--- start of Task input ---

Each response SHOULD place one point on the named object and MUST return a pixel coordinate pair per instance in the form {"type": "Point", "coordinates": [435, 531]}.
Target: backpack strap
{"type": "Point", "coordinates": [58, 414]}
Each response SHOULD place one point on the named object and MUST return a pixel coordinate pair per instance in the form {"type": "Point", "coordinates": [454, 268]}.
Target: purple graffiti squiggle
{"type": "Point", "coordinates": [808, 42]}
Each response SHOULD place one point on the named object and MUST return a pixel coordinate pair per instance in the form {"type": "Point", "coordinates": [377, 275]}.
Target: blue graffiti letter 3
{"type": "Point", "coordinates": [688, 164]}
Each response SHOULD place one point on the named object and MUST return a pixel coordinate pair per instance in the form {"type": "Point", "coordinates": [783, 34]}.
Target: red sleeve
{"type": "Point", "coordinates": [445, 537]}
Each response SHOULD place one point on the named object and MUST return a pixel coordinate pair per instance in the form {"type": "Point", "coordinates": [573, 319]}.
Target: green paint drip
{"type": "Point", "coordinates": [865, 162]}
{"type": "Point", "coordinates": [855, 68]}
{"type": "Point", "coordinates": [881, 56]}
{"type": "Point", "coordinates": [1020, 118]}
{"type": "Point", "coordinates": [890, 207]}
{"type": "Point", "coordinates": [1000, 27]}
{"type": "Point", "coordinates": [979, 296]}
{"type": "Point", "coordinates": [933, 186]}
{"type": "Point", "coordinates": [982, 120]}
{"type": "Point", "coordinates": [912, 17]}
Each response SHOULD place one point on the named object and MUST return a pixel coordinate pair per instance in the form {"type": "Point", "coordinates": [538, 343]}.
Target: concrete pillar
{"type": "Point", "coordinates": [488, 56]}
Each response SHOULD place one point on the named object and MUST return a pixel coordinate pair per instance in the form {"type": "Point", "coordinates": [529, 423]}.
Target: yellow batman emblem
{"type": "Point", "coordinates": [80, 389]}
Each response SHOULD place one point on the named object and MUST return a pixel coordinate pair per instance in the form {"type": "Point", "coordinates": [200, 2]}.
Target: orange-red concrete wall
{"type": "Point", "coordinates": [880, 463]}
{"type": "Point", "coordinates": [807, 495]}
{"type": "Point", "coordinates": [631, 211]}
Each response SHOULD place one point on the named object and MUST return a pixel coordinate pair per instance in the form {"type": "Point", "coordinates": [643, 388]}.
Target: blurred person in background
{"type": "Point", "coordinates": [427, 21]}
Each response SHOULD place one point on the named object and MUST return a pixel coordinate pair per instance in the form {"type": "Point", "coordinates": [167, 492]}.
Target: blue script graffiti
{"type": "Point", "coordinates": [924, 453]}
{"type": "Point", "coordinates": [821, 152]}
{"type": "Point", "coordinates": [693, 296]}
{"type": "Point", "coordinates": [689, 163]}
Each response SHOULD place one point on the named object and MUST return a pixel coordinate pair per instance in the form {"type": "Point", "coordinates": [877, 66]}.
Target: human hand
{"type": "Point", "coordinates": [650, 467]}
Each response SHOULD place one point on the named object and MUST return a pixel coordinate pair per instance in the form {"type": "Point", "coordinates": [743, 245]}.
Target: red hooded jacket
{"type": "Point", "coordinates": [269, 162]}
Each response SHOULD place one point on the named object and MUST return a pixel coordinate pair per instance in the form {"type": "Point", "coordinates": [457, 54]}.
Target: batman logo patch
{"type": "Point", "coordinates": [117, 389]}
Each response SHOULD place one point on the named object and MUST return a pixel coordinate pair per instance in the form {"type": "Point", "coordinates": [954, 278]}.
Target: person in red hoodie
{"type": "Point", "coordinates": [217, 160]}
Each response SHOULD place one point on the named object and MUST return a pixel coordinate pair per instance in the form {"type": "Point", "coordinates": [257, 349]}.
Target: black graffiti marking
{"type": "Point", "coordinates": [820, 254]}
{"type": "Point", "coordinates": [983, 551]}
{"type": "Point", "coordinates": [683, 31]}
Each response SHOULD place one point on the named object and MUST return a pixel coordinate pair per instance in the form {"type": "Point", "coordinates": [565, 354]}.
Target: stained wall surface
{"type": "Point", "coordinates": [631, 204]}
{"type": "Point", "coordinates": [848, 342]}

--- end of Task input ---

Task to carry out: Every entry in the listing must be retyped exactly.

Solution to this exercise:
Each response SHOULD place one point on the named object and MUST return a pixel coordinate pair per instance in the form {"type": "Point", "coordinates": [435, 531]}.
Target: backpack strap
{"type": "Point", "coordinates": [58, 414]}
Each response SHOULD place one point on the named object and MUST return a pixel coordinate pair per instance in the form {"type": "Point", "coordinates": [454, 268]}.
Target: purple graffiti squiggle
{"type": "Point", "coordinates": [808, 42]}
Each response SHOULD place one point on the named object and MUST return a pixel coordinate pair per instance in the form {"type": "Point", "coordinates": [377, 275]}.
Target: blue graffiti letter 3
{"type": "Point", "coordinates": [688, 164]}
Each response SHOULD place one point on the named object and MUST return a pixel coordinate pair per instance in the form {"type": "Point", "coordinates": [783, 34]}.
Target: red sleeve
{"type": "Point", "coordinates": [445, 537]}
Each response SHOULD place one point on the named object and MUST return a pixel coordinate pair per instance in the form {"type": "Point", "coordinates": [573, 319]}.
Target: green paint drip
{"type": "Point", "coordinates": [865, 162]}
{"type": "Point", "coordinates": [855, 68]}
{"type": "Point", "coordinates": [881, 56]}
{"type": "Point", "coordinates": [1020, 118]}
{"type": "Point", "coordinates": [890, 207]}
{"type": "Point", "coordinates": [1000, 27]}
{"type": "Point", "coordinates": [979, 296]}
{"type": "Point", "coordinates": [933, 186]}
{"type": "Point", "coordinates": [982, 120]}
{"type": "Point", "coordinates": [912, 17]}
Each response SHOULD place one point on the named object and MUST return a pixel coordinate pair per instance in the form {"type": "Point", "coordinates": [538, 343]}.
Target: concrete pillar
{"type": "Point", "coordinates": [488, 56]}
Each response SHOULD place one point on the named object and MUST return a pixel coordinate pair per instance in the form {"type": "Point", "coordinates": [529, 423]}.
Target: yellow batman emblem
{"type": "Point", "coordinates": [80, 389]}
Each response SHOULD place one point on the named object and MUST return a pixel coordinate pair per instance in the form {"type": "Point", "coordinates": [200, 2]}.
Target: orange-red concrete wall
{"type": "Point", "coordinates": [880, 463]}
{"type": "Point", "coordinates": [807, 495]}
{"type": "Point", "coordinates": [631, 211]}
Each response SHOULD place one point on the named object and MUST return a pixel coordinate pair per instance in the form {"type": "Point", "coordinates": [643, 388]}.
Target: blurred person in background
{"type": "Point", "coordinates": [427, 21]}
Each response SHOULD place one point on the named object and MUST return a pixel coordinate pair per instance in the form {"type": "Point", "coordinates": [167, 492]}.
Target: blue script graffiti
{"type": "Point", "coordinates": [924, 453]}
{"type": "Point", "coordinates": [821, 152]}
{"type": "Point", "coordinates": [693, 296]}
{"type": "Point", "coordinates": [689, 163]}
Each response SHOULD place one point on the named object and MUST return a pixel coordinate pair per instance in the form {"type": "Point", "coordinates": [877, 66]}.
Target: human hand
{"type": "Point", "coordinates": [650, 467]}
Each response SHOULD place one point on the named object and MUST return a pixel coordinate pair per instance in the form {"type": "Point", "coordinates": [743, 245]}.
Target: red hooded jacket
{"type": "Point", "coordinates": [269, 162]}
Each response SHOULD place one point on the named object and MUST return a pixel coordinate pair per instance in the form {"type": "Point", "coordinates": [457, 54]}.
Target: batman logo patch
{"type": "Point", "coordinates": [117, 389]}
Each response SHOULD place one point on the named object and MUST return a pixel coordinate pair per instance in the form {"type": "Point", "coordinates": [954, 278]}.
Target: person in red hoodie
{"type": "Point", "coordinates": [217, 160]}
Each response SHOULD place one point on the named object and MUST return a pixel coordinate pair per instance in the form {"type": "Point", "coordinates": [257, 349]}.
Target: black graffiti marking
{"type": "Point", "coordinates": [820, 254]}
{"type": "Point", "coordinates": [983, 551]}
{"type": "Point", "coordinates": [683, 31]}
Each response SHOULD place one point on the named object and MUST return a pixel coordinate pair per instance in the form {"type": "Point", "coordinates": [565, 354]}.
Target: stained wall surface
{"type": "Point", "coordinates": [631, 204]}
{"type": "Point", "coordinates": [848, 342]}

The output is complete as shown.